***** Reading passage *****
General information
- Date: June 7, 1967
- Location: Queen Elizabeth Hotel Montreal, Quebec, Canada

Overview
- 18 total selections in 3 rounds
- First selection: Rick Pagnutti (Los Angeles Kings)

= 1967 NHL amateur draft =

5th annual meeting of National Hockey League franchises to select newly eligible players

The 1967 NHL amateur draft was the fifth draft for the National Hockey League. It was held June 7, 1967, the day after the 1967 expansion draft, at the Queen Elizabeth Hotel in Montreal.

The last active player in the NHL from this draft class was Serge Bernier, who played his last NHL game in the 1980–81 season.

==Selections by round==
Listed below are the selections in the 1967 NHL amateur draft.
***** Raw records *****
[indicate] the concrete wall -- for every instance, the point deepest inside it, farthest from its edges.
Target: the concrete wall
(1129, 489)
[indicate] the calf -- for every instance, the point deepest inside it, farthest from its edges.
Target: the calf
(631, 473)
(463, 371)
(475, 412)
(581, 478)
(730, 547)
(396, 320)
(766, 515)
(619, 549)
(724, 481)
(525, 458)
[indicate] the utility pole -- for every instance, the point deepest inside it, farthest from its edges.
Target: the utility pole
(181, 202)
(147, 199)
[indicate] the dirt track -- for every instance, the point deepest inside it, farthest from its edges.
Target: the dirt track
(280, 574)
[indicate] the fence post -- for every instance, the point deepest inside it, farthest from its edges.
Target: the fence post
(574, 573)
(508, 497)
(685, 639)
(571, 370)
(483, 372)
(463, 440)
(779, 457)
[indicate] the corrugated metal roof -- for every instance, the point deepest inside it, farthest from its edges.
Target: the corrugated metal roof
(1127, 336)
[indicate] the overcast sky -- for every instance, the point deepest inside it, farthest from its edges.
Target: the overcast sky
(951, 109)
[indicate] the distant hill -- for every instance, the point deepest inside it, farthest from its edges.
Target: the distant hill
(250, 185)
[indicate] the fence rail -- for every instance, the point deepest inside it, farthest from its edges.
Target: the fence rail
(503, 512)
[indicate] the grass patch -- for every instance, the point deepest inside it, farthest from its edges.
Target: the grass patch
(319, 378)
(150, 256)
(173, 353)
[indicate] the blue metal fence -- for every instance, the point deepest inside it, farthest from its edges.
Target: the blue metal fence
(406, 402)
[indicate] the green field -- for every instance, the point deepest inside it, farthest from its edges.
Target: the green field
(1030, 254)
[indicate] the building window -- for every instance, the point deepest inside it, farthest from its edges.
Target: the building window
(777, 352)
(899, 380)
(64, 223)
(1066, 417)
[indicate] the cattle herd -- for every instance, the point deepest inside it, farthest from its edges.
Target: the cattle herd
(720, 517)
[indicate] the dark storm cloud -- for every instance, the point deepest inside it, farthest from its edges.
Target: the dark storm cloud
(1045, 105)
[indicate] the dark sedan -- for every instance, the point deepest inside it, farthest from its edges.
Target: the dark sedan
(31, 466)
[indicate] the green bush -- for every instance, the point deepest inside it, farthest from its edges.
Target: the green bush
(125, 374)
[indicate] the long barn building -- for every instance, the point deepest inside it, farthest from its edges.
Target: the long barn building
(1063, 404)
*****
#### Required work
- a) In the draft article, condense the paragraph beginning "The 1967 NHL amateur draft was" into a short bulleted list that keeps its main facts.
- b) Which places make up the location listed under "General information" in the draft article?
- c) Set down the draft article's wording between "5th annual meeting" and "the 1980–81 season.", inclusive.
The items are separate from the draft article.

#### Solutions per task
- a)
- Fifth NHL draft
- Held June 7, 1967
- Took place the day after the 1967 expansion draft
- Location: Queen Elizabeth Hotel, Montreal

- b)
- Queen Elizabeth Hotel
- Montreal
- Quebec
- Canada

- c)
5th annual meeting of National Hockey League franchises to select newly eligible players

The 1967 NHL amateur draft was the fifth draft for the National Hockey League. It was held June 7, 1967, the day after the 1967 expansion draft, at the Queen Elizabeth Hotel in Montreal.

The last active player in the NHL from this draft class was Serge Bernier, who played his last NHL game in the 1980–81 season.